:: Task to complete ::
Print every line of the data listing below verbatim, leaving out the pictures.

(Data listing)
============
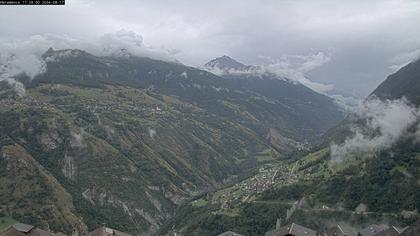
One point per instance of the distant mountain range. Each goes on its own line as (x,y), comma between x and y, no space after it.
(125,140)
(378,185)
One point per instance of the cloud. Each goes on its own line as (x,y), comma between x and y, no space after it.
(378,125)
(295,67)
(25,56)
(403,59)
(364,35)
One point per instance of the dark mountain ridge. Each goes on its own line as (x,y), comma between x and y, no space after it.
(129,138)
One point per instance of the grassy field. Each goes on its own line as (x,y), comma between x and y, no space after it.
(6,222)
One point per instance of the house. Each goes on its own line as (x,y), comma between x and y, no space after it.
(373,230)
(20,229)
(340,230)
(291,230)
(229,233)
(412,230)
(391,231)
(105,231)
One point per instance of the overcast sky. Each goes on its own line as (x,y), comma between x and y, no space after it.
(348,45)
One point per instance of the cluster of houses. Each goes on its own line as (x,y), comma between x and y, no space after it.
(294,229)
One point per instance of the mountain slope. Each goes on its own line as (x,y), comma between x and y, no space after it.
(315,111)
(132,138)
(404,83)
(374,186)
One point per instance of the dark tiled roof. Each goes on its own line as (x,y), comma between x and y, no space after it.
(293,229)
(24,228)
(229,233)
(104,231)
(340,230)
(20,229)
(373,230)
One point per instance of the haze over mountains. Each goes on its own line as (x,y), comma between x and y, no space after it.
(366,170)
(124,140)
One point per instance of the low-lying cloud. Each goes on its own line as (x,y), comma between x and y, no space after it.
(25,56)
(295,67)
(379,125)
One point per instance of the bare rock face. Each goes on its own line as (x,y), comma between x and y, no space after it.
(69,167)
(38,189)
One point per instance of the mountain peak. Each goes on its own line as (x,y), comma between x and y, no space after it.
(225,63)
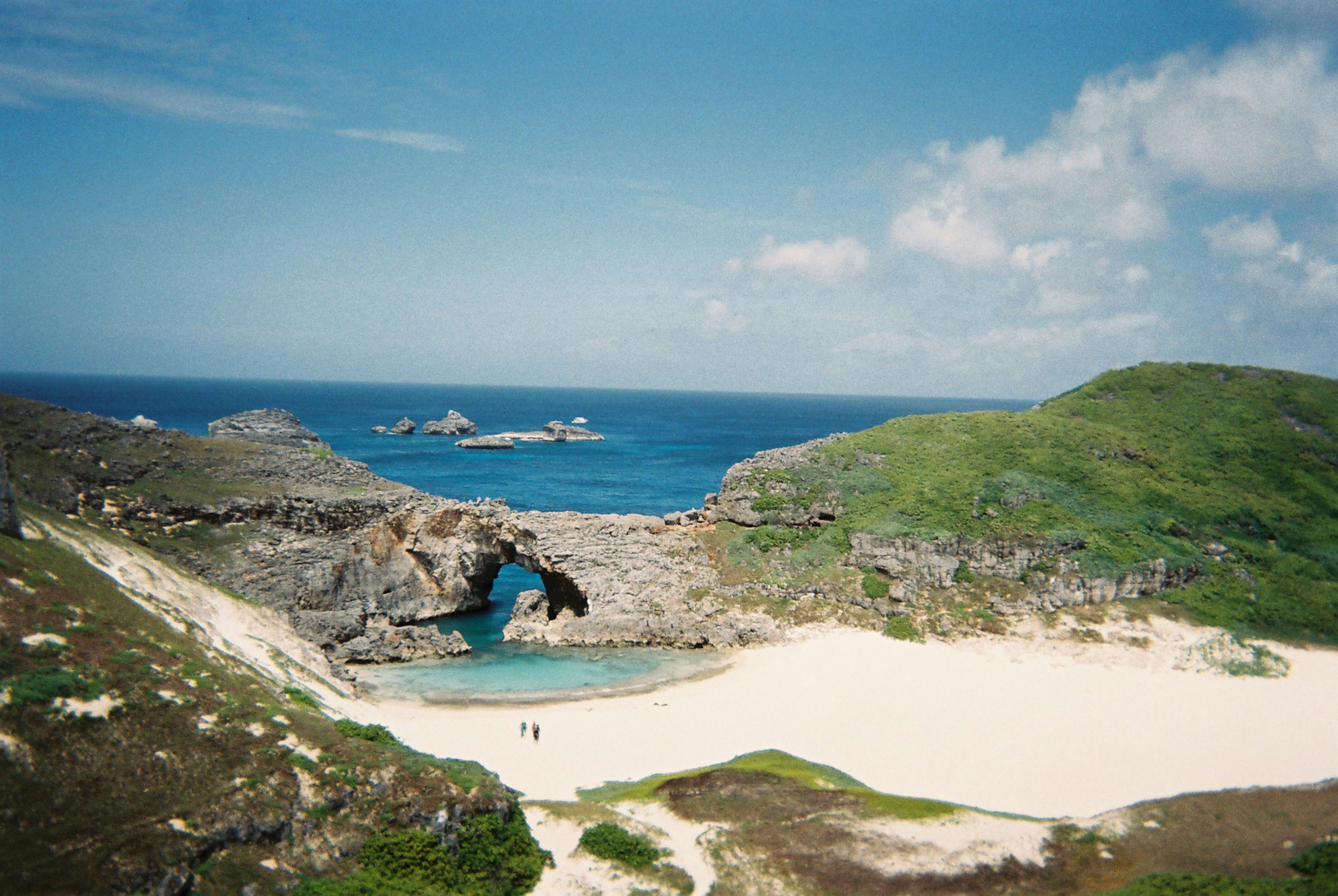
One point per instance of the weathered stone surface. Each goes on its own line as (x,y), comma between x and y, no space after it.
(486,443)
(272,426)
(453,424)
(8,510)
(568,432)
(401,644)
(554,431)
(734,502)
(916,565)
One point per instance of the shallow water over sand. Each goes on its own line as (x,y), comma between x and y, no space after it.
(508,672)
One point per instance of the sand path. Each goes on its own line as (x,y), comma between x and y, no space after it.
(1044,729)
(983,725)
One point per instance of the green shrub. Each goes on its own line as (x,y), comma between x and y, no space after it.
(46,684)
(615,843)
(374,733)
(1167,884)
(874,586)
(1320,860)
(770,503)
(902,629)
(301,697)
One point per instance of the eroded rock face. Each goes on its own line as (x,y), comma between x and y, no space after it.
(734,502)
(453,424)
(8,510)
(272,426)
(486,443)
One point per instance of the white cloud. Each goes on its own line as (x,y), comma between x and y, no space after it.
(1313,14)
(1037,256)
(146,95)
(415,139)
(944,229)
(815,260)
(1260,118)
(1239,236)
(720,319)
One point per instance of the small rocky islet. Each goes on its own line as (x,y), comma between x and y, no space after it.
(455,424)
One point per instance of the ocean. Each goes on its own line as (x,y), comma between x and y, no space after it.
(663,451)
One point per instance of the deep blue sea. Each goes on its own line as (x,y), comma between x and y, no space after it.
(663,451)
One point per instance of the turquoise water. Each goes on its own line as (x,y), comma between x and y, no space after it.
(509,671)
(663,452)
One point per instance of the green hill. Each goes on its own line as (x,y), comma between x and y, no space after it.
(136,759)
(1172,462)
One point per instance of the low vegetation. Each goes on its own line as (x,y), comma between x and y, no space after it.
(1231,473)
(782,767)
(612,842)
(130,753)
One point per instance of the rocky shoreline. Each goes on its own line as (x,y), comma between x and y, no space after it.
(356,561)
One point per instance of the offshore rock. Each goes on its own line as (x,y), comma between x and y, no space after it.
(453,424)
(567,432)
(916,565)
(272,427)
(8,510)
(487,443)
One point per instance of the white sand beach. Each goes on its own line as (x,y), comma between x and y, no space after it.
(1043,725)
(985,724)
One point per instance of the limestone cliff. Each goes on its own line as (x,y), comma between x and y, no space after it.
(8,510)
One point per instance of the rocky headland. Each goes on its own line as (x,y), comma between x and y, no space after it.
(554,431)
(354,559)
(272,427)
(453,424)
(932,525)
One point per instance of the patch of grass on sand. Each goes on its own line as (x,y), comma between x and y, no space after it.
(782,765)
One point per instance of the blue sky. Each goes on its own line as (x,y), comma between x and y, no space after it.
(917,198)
============
:: Response to the exercise ::
One point per instance of the distant mountain range. Each goes on its own line as (x,y), comma between x and y, no space after it.
(125,140)
(378,185)
One point per instance of the cloud. Each goes on its own line as (x,y), comma between x and y, no space after it.
(378,125)
(295,67)
(25,56)
(403,59)
(364,35)
One point per instance of the dark mountain ridge. Each goes on its own line as (x,y), comma between x and y, no space after it.
(129,138)
One point per instance of the grassy field. Each goes on its own line as (x,y), comma between x and y, no space after it.
(6,222)
One point per instance of the house. Each goes on its own line as (x,y), comma between x and y, no space after it.
(373,230)
(20,229)
(340,230)
(291,230)
(229,233)
(412,230)
(391,231)
(105,231)
One point per instance of the overcast sky. Each goes on its own line as (x,y), comma between x and y, no space after it.
(348,45)
One point per instance of the cluster of houses. Each goes on its own line as (x,y), comma between x and y, no space after it.
(294,229)
One point per instance of the mountain slope. Each goes on its own line as (x,y), comma between x and y, no space after it.
(315,111)
(132,138)
(404,83)
(374,186)
One point per instance of the dark tiled roof. Each goes on its own line as (x,y), comma between x and y, no space after it.
(293,229)
(24,228)
(229,233)
(104,231)
(340,230)
(20,229)
(373,230)
One point per instance of the haze over mountains. Each goes on its own line as (x,y), comma between x and y, no space after it.
(366,170)
(124,140)
One point per instance of the low-lying cloud. Each goes on its own line as (x,y), comma between x and y, no space after it.
(25,56)
(295,67)
(379,125)
One point per instance of the bare rock face. Each goes on its own line as (x,y), comma between x and y, no space after it.
(69,167)
(38,189)
One point per instance of the mountain peak. Each goes on its own line as (x,y), comma between x and y, no space after it.
(225,63)
One point per instance of the weathered stone surface. Each goes on its own line as (x,y), comma between x and y, no space after it.
(486,443)
(272,426)
(453,424)
(8,510)
(568,432)
(401,644)
(554,431)
(734,502)
(916,565)
One point per instance of the shallow water over sand. Each goes on its own line as (x,y), comma between x and y, no space after it.
(508,672)
One point per instance of the sand path. Each goes on its own line as (x,y), comma between x and y, no space after it.
(1044,729)
(983,725)
One point per instance of the green shrub. Each goes on its own line as (x,y), comma between x and y, no space after it.
(46,684)
(615,843)
(374,733)
(1167,884)
(874,586)
(1320,860)
(770,503)
(902,629)
(301,697)
One point per instance of the eroded rock face. Each goes on its own line as (x,y), comma between x and y, no space after it.
(734,502)
(453,424)
(8,510)
(272,426)
(486,443)
One point per instance of the white cloud. Each goes on its own line as (x,y), comma between x and y, no space after it.
(1313,14)
(1037,256)
(146,95)
(415,139)
(944,229)
(815,260)
(1260,118)
(1239,236)
(720,319)
One point per instance of the small rocky islet. Each goes on its own line as (x,y), comma between x and y, no space after it.
(455,424)
One point per instance of the ocean. Each goes on its own line as (x,y), comma between x and y, no space after it.
(663,451)
One point per instance of the deep blue sea. Each goes on its own line as (x,y), comma between x and y, no space after it.
(663,451)
One point per instance of the turquoise water. Each goes on its own line as (x,y), comma between x and y, no space after it.
(509,671)
(663,452)
One point per instance of the green hill. Each goes on its own line as (x,y), comma between x and y, no space after it.
(136,759)
(1172,462)
One point per instance of the low vegetation. Each goes on its own line as (x,y), comma between x and y, no space after it.
(1231,473)
(782,767)
(612,842)
(130,753)
One point per instance of the rocky shoreline. Each goes on its own line as (x,y), comma between x and y, no space after it.
(356,561)
One point per instance of the offshore rock. Each goes on its own line as (x,y), comma between x and y, no space after it.
(453,424)
(567,432)
(916,565)
(272,427)
(8,510)
(487,443)
One point per instance of the white sand beach. Each goes on its own line as (x,y), comma between x and y, no space after it.
(1043,725)
(985,724)
One point per instance of the limestone cliff. Each goes on its own line as (x,y), comma between x and y, no space after it.
(8,510)
One point per instance of the rocky headland. Each goes on its own line as (x,y), comma between x and y, no space after it.
(554,431)
(354,559)
(272,427)
(453,424)
(932,525)
One point per instance of the patch of grass on sand. Each goes on its own line as (x,y), comma between x and y, no space after it.
(782,765)
One point per instance of the blue sky. Each goes on its own line as (x,y), comma between x and y, no space after it.
(917,198)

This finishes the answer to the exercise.